» **Exercise aim**:
Quote the entries in full, character for character, without their images.

(Collection entries)
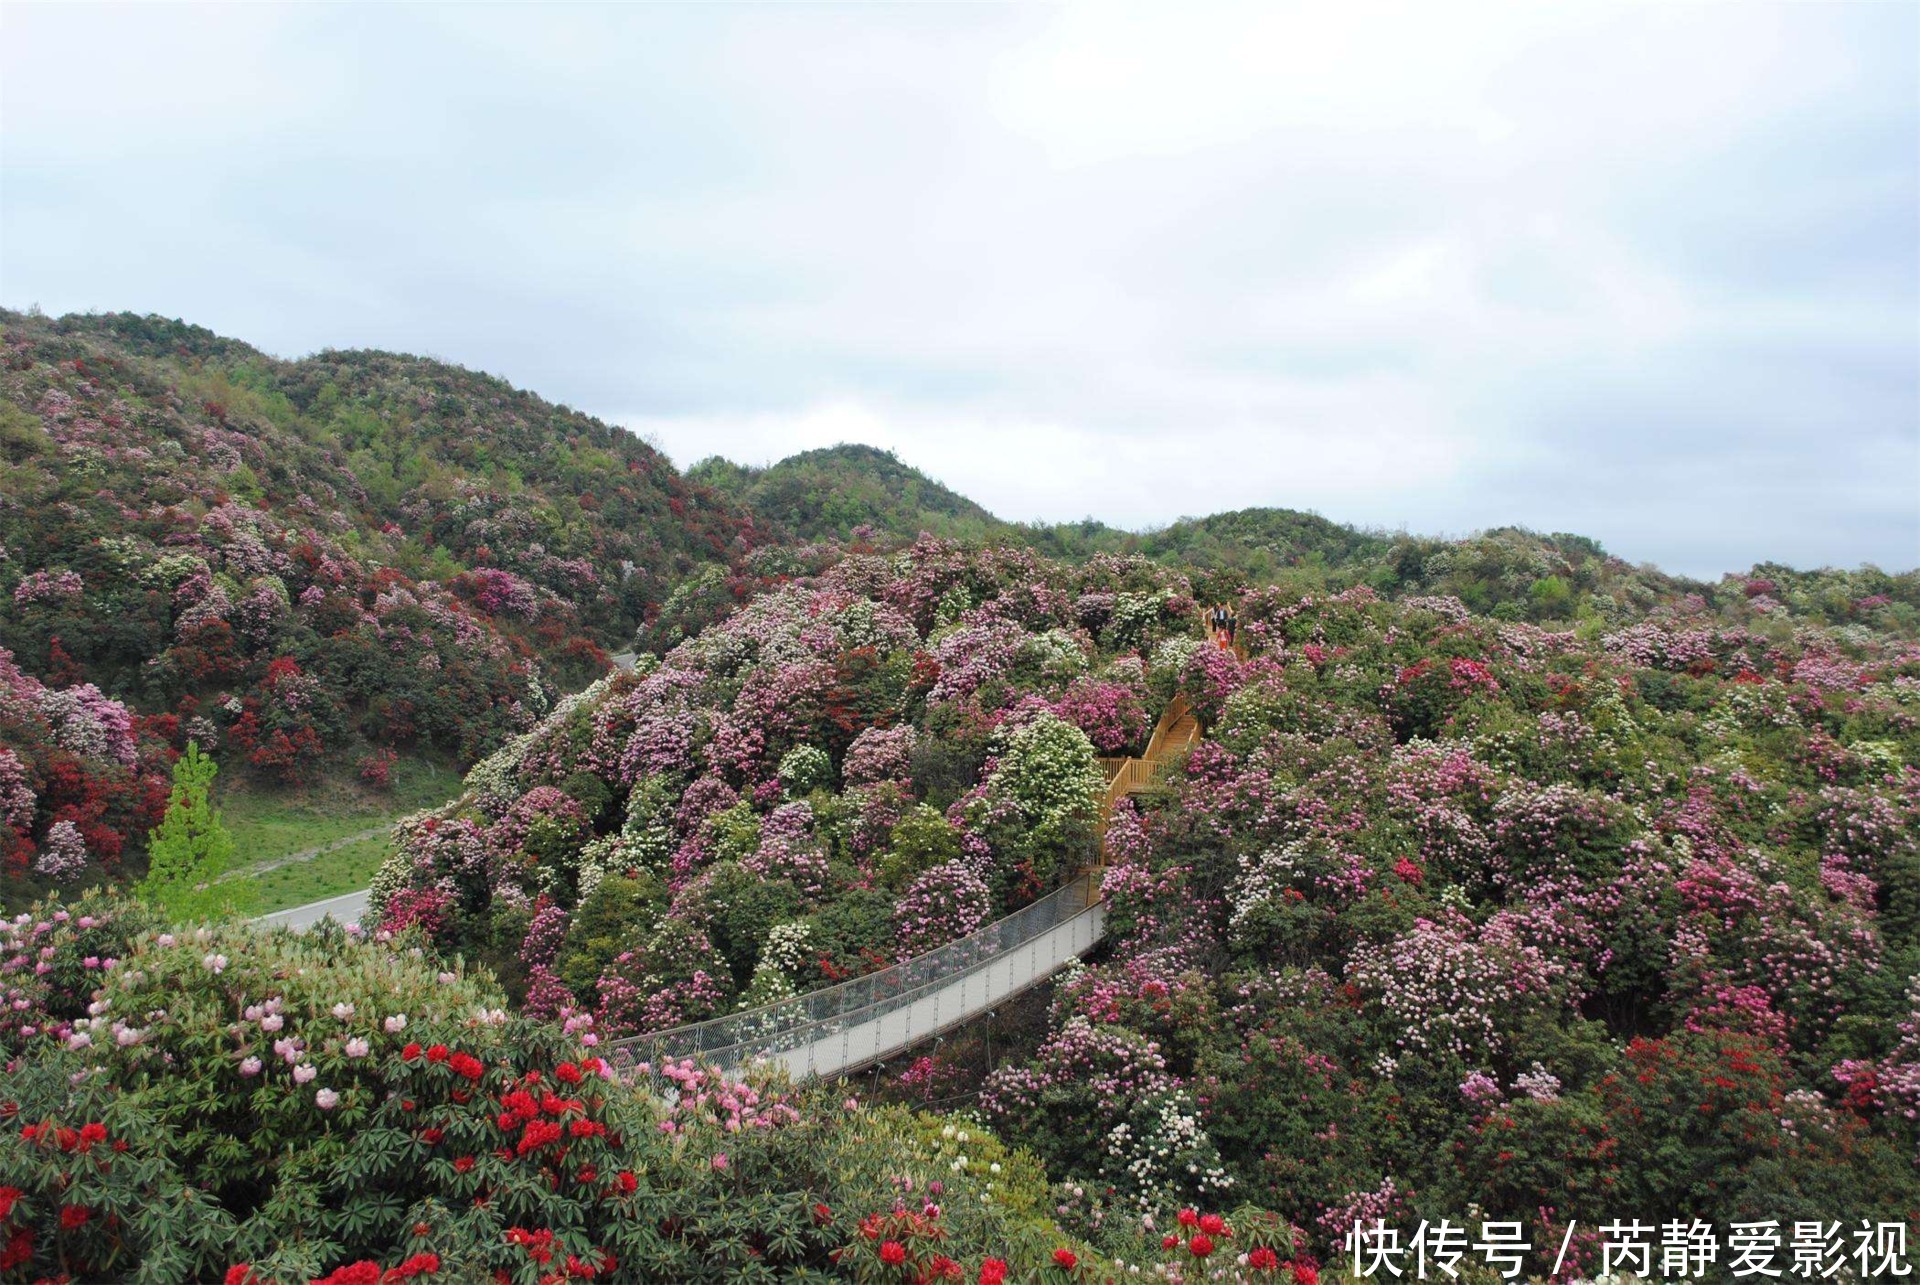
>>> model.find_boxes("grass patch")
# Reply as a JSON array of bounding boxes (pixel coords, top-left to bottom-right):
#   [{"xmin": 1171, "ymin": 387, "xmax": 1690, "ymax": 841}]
[
  {"xmin": 246, "ymin": 835, "xmax": 395, "ymax": 913},
  {"xmin": 220, "ymin": 757, "xmax": 463, "ymax": 912}
]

» **Solution for this task**:
>>> model.find_boxes("grass patch")
# Reply as a JSON array of bounding boxes (pixel coords, top-left to bottom-right):
#   [{"xmin": 1171, "ymin": 387, "xmax": 1690, "ymax": 841}]
[
  {"xmin": 246, "ymin": 835, "xmax": 395, "ymax": 913},
  {"xmin": 220, "ymin": 757, "xmax": 463, "ymax": 912}
]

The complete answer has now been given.